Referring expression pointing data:
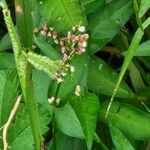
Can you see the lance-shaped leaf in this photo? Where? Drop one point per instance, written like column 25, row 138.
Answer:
column 127, row 118
column 86, row 109
column 92, row 5
column 63, row 14
column 20, row 134
column 130, row 53
column 119, row 139
column 102, row 79
column 67, row 122
column 106, row 22
column 144, row 6
column 45, row 64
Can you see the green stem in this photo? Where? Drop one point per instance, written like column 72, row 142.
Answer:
column 98, row 140
column 24, row 72
column 136, row 10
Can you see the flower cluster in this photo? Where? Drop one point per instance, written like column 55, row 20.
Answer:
column 75, row 42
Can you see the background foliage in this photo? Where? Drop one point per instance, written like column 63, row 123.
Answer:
column 80, row 122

• Work instruction: All entries should be reproduced exactly; no picture belongs in the result.

• Response:
Can you see the lance-shaped leaf in this photo? Where? Drop one point per instance, written like column 25, row 138.
Answer:
column 127, row 118
column 86, row 109
column 92, row 5
column 63, row 14
column 20, row 134
column 130, row 53
column 119, row 139
column 102, row 79
column 67, row 122
column 106, row 22
column 144, row 6
column 45, row 64
Can you see the green stem in this photo? Where? Drop one point per instance, written like column 72, row 142.
Answer:
column 98, row 140
column 24, row 72
column 136, row 10
Can you see the flower cluster in this photo? Where? Drop one point per instance, written like column 55, row 20.
Answer:
column 75, row 42
Can you see the background foliage in this photo? Where? Drop one point per instance, written like column 63, row 123.
Answer:
column 80, row 122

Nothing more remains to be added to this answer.